EXERCISE — Give only the number of rows below that contain the word "negative".

RECORDS FOR THE EXERCISE Block Start

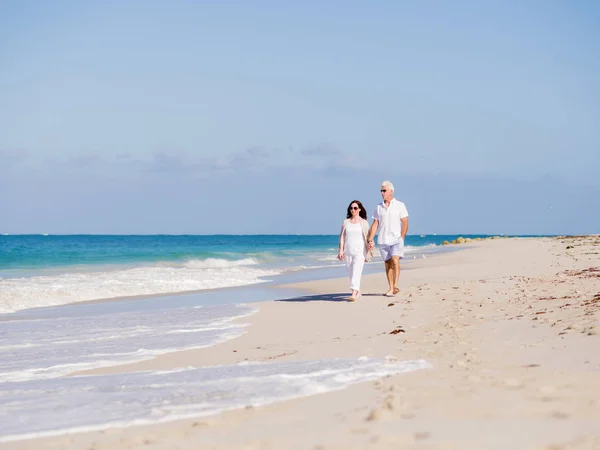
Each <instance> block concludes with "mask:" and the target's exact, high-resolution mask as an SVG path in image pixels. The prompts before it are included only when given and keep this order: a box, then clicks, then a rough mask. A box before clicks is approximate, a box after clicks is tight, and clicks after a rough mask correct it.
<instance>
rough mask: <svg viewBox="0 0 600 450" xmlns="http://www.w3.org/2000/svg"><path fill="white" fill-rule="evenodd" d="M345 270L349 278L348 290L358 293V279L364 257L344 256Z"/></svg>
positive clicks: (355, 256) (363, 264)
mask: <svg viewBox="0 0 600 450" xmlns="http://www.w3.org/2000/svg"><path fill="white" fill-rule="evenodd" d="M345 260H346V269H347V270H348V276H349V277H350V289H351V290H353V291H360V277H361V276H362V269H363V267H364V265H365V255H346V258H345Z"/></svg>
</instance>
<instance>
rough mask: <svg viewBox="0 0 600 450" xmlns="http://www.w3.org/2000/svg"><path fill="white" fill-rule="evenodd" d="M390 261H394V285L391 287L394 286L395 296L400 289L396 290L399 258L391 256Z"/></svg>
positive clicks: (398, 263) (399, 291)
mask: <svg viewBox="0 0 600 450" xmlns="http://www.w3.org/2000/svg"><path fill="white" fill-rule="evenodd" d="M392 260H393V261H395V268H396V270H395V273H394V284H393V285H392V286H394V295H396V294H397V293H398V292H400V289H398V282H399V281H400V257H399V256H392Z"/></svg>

RECORDS FOR THE EXERCISE Block End
RECORDS FOR THE EXERCISE Block Start

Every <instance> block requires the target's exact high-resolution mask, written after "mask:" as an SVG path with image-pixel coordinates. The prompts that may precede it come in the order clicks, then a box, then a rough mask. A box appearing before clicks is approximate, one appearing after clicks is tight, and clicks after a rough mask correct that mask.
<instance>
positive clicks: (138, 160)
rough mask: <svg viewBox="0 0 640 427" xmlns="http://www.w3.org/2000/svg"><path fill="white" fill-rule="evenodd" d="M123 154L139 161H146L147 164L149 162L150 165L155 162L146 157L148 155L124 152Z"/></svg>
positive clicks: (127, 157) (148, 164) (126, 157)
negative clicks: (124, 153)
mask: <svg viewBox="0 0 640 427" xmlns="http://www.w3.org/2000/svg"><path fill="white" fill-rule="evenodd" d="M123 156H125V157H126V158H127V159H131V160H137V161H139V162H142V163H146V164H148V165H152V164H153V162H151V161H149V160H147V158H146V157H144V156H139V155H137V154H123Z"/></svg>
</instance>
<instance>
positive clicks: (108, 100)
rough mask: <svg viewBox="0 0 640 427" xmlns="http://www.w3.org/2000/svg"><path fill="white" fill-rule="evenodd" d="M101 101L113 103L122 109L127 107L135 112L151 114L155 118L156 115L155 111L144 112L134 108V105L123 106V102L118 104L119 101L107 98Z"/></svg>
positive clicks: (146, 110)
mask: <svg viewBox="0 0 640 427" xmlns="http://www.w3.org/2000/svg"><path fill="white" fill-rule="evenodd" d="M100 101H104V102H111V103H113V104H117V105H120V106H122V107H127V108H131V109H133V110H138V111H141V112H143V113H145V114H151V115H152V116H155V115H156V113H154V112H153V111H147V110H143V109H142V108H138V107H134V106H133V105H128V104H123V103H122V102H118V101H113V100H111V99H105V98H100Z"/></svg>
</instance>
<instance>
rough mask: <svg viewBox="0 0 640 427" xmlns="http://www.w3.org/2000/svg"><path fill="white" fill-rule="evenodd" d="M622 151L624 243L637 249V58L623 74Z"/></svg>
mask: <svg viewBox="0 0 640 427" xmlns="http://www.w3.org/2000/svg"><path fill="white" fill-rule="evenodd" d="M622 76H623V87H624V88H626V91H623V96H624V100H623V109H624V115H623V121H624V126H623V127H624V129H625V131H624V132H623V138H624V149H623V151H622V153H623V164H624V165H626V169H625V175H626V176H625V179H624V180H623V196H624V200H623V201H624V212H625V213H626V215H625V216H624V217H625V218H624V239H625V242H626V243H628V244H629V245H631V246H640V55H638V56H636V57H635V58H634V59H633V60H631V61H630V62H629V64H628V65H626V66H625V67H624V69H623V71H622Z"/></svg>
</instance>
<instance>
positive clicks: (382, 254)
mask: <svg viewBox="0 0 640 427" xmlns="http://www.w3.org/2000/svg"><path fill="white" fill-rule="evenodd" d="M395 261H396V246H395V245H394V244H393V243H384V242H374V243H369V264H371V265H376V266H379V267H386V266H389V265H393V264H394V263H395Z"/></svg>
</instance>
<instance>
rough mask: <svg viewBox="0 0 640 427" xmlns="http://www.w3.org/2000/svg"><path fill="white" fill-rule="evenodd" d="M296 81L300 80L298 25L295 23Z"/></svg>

RECORDS FOR THE EXERCISE Block End
RECORDS FOR THE EXERCISE Block Start

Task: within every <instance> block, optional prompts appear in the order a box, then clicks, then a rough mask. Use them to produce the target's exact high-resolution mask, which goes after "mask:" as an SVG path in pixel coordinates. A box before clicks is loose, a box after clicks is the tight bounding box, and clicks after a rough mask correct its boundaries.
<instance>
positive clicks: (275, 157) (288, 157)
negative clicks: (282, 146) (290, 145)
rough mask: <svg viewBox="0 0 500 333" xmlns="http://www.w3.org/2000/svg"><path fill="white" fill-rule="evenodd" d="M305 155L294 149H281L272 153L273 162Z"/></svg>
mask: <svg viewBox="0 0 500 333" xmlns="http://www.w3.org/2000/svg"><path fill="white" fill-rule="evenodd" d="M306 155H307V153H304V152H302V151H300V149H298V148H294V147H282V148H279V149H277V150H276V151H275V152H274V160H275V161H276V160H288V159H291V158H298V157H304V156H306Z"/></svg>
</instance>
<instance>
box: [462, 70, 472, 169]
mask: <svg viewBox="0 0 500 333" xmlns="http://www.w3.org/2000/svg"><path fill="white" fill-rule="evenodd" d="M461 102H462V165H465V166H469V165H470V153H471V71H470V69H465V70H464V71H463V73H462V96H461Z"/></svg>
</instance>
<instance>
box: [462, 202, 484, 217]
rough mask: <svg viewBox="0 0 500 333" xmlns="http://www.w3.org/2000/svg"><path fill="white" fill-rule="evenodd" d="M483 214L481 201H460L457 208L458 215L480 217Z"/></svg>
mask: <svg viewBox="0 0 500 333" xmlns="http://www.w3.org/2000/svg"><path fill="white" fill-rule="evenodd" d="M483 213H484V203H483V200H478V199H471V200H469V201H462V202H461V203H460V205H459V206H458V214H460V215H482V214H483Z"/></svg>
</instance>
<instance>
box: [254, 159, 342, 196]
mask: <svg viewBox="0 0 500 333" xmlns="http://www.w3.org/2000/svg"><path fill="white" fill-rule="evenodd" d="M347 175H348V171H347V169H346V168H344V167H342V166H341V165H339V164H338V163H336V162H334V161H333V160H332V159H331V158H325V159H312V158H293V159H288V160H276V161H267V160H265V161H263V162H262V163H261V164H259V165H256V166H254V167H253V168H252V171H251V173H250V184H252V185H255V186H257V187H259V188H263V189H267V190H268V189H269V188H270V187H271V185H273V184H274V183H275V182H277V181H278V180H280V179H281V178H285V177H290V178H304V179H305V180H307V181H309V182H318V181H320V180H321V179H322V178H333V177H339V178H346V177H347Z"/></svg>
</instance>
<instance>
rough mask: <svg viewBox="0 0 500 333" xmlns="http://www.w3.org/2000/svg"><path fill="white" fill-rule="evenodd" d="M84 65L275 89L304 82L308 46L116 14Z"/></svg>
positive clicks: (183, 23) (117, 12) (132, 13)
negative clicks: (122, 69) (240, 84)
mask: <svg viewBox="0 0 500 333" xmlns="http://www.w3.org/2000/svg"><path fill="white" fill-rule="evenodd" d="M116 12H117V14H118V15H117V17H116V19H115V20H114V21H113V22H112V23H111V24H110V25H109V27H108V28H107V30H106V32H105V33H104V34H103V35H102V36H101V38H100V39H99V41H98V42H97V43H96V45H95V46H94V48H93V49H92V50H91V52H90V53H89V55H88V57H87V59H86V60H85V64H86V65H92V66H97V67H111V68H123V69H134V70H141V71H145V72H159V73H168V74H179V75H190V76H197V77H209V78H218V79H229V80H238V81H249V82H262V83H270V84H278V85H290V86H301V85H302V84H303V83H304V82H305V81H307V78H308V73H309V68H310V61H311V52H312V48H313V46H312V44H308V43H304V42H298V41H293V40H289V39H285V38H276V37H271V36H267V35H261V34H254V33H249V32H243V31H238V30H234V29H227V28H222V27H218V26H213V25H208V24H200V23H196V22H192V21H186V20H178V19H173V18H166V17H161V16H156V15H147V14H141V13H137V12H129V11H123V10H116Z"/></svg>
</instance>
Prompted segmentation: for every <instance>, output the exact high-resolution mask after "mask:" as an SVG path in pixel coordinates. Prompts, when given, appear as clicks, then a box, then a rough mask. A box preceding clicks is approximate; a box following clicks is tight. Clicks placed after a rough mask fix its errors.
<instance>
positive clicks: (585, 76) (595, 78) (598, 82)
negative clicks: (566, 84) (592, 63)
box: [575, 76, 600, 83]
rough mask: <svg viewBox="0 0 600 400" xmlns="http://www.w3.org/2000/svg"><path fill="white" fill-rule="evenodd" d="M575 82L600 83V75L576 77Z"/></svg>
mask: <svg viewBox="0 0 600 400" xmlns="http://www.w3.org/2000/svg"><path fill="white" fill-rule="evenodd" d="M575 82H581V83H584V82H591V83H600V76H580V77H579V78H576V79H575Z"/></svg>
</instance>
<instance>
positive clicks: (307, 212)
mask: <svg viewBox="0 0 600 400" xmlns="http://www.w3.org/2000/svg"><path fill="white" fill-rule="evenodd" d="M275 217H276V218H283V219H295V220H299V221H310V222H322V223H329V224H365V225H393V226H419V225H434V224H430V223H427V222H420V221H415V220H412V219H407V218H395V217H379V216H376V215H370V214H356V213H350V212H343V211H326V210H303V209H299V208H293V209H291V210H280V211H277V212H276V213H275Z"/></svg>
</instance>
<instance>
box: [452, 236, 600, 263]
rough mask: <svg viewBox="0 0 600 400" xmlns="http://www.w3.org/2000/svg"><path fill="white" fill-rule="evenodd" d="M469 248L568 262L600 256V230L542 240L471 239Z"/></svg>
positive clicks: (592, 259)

RECORDS FOR THE EXERCISE Block End

ANSWER AREA — 4